Your assignment. Only the number is wanted: how many lines of these entries contain the word "snowy"?

Extracted information.
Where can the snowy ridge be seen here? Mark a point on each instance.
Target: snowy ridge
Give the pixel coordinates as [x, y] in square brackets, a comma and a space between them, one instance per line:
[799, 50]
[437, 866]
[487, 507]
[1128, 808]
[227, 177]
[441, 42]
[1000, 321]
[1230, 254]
==
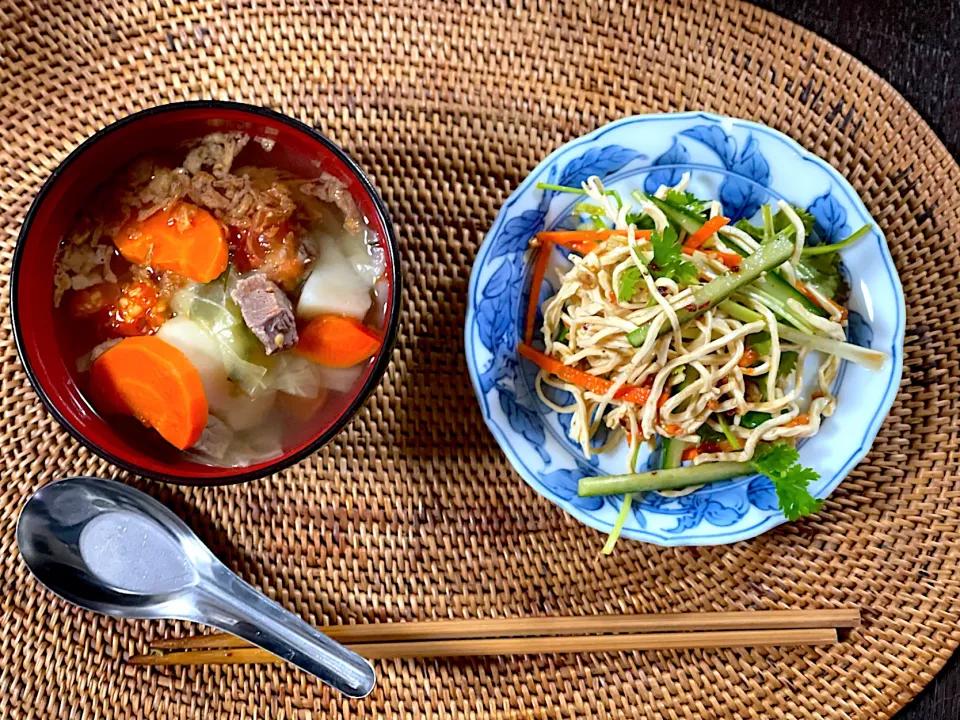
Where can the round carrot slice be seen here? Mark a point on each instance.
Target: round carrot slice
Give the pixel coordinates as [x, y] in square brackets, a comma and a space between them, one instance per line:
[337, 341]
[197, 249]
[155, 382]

Response to the exercise. 2